> Short exercise 1
Locate every line in the entries that contains the word "drag", with case counting, and copy each one.

> Selected extract

--------------------------------------------------

Client will protect, defend, indemnify and hold Consultant and its assigns and attorneys, accountants, employees, officers and directors harmless from and against all losses, liabilities, damages, judgments, claims, counterclaims, demands, actions, proceedings, costs and expenses (including reasonable attorneys’ fees) of every kind and character resulting from, relating to or arising out of (a) the inaccuracy, non-fulfillment or breach of any representation, warranty, covenant or agreement made by Client; or (b) any legal action, including any counterclaim, based on any representation, warranty, covenant or agreement made by Client herein; or (c) negligence or willful misconduct by Client.
11.
Notices. Any notice or other communication required or permitted hereunder must be in writing and sent by either (i) certified mail, postage prepaid, return receipt requested and First Class mail, (ii) overnight delivery with confirmation of delivery, or (iii) facsimile transmission with an original mailed by first class mail, postage prepaid, addressed as follows:
If to the Client:
Xxxxxxx & Yam, LLP
000 Xxxxxxxx Xxxxx 0000
Xxx Xxxx, XX 00000
Attention: Xxx Xxxx, Esq.
Facsimile: 000-000-0000
If to Consultant:
________________
________________
________________
Or in each case to such other address and facsimile number as shall have last been furnished by like notice. If mailing is impossible due to an absence of postal service, and other methods of sending notice are not otherwise available, notice shall be hand-delivered to the aforesaid addresses. Each notice or communication shall be deemed to have been given as of the date so mailed or delivered, as the case may be; provided, however, that any notice sent by facsimile shall be deemed to have been given as of the date sent by facsimile if a copy of such notice is also mailed by first class mail on the date sent by facsimile; if the date of mailing is not the same as the date of sending by facsimile, then the date of mailing by first class mail shall be deemed to be the date upon which notice given.

--------------------------------------------------

> Provided records
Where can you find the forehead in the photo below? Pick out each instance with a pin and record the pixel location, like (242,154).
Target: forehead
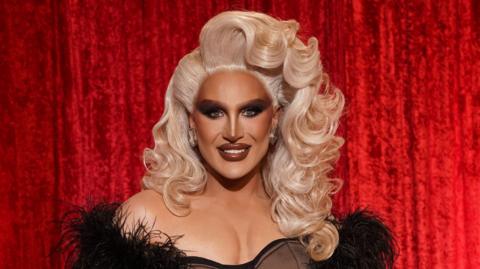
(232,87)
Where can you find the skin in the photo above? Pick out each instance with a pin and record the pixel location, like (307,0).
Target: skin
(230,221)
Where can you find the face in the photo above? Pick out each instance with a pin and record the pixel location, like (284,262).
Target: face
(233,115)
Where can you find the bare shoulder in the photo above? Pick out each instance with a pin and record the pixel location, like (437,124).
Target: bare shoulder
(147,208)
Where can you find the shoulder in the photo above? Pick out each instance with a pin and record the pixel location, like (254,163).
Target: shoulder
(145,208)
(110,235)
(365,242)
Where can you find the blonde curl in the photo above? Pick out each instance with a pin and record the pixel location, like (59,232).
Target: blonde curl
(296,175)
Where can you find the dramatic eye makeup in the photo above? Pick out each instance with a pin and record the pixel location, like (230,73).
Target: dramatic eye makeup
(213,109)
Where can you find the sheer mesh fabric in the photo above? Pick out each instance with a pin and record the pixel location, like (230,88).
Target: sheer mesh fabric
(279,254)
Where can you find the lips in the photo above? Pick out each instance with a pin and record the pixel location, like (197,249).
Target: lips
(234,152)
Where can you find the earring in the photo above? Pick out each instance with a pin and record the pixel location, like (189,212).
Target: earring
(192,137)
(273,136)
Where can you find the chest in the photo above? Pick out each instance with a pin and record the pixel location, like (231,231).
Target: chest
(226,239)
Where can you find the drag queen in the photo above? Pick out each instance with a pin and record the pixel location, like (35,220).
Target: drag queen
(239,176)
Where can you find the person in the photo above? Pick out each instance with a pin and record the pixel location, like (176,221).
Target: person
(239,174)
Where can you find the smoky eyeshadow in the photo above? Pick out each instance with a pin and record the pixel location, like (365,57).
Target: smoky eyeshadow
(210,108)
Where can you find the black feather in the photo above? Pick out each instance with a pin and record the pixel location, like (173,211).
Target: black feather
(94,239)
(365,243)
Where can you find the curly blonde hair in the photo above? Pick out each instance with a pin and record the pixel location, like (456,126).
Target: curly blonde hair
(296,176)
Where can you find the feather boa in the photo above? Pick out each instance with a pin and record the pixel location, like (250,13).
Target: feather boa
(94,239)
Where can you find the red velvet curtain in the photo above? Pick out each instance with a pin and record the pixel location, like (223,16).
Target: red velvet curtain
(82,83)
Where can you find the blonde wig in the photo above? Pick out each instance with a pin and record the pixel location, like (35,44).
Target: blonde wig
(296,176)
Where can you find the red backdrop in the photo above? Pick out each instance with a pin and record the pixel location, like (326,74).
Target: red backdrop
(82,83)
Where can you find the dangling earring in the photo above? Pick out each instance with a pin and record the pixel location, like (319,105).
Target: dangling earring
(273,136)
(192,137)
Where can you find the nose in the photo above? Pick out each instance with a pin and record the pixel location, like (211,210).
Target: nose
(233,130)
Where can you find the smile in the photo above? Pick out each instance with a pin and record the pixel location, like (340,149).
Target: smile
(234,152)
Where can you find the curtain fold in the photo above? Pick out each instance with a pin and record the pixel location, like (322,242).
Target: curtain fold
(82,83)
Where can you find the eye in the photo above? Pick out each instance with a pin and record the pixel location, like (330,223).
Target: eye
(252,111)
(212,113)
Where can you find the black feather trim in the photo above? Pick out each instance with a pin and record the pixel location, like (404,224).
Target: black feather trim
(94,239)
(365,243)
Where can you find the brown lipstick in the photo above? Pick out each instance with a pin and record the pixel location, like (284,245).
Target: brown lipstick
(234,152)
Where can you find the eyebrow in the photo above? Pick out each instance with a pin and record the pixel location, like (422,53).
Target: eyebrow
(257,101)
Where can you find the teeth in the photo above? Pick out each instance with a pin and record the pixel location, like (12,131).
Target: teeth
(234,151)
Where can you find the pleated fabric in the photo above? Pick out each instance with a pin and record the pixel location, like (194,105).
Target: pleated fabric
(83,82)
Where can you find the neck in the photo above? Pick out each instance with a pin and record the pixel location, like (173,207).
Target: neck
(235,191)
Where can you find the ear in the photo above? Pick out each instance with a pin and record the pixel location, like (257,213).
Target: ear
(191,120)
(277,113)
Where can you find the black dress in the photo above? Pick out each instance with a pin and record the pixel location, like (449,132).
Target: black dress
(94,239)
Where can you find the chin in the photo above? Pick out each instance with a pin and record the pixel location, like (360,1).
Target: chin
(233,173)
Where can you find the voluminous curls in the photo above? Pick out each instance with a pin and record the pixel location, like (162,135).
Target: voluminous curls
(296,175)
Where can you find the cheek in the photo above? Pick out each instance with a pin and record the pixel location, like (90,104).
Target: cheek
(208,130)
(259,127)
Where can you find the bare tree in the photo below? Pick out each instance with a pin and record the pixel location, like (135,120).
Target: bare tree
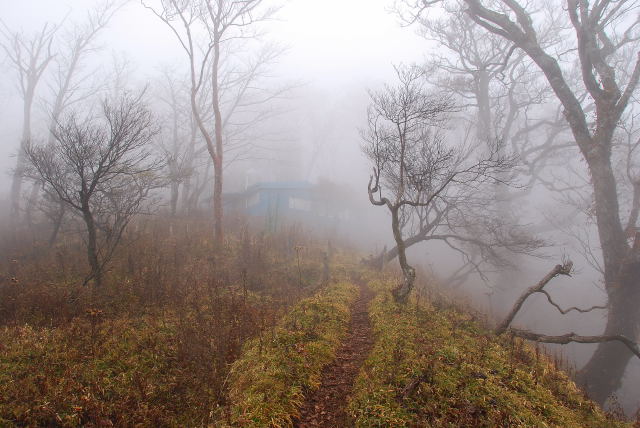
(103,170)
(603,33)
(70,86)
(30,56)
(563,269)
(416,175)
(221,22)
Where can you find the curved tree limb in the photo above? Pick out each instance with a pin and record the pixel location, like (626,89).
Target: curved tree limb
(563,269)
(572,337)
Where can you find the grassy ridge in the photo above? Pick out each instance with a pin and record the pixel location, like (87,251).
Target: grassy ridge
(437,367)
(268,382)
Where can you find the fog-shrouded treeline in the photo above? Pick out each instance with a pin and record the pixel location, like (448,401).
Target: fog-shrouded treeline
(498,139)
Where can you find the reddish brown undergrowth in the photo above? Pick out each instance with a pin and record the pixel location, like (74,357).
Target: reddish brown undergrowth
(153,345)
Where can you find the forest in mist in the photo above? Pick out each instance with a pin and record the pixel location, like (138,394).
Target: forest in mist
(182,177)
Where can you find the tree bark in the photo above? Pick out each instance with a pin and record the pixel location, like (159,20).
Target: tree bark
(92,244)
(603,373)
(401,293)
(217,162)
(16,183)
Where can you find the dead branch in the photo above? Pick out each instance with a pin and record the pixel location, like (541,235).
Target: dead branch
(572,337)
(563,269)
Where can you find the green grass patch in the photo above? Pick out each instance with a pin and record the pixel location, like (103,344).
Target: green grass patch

--------------------------------------------------

> Short exercise 2
Can you continue the contract excerpt on indemnification and notices, picking up after its final sentence?

> Final result 1
Where can you find the drag queen in the photo above? Pick out each instance with a pin and record the pixel location, like (35,220).
Target: drag queen

> Final result 2
12.
Miscellaneous
This Agreement constitutes the entire agreement between the parties with respect to the subject matter hereof, and it supersedes all prior statements by the parties, whether oral or written. The parties both acknowledge and agree that they have not relied on any oral representations in entering into this Agreement, but instead of relied on their own judgment. No provision of this Agreement may be amended, modified or waived, except in writing signed by both parties. This Agreement shall be biding upon and inure to the benefit of each of the parties and their respective successors, legal representatives and assigns. Neither party without the written consent of the other party shall assign this Agreement. This Agreement may be executed in counterparts. This Agreement shall be construed in accordance with the laws of the State of Texas, without giving effect to conflict of laws principles.
IN WITNESS WHEREOF, the parties have duly executed and delivered this Agreement, effective as of the last date set forth below.
Client:TK Star Design Inc
Consultant: JOL Group, LLC.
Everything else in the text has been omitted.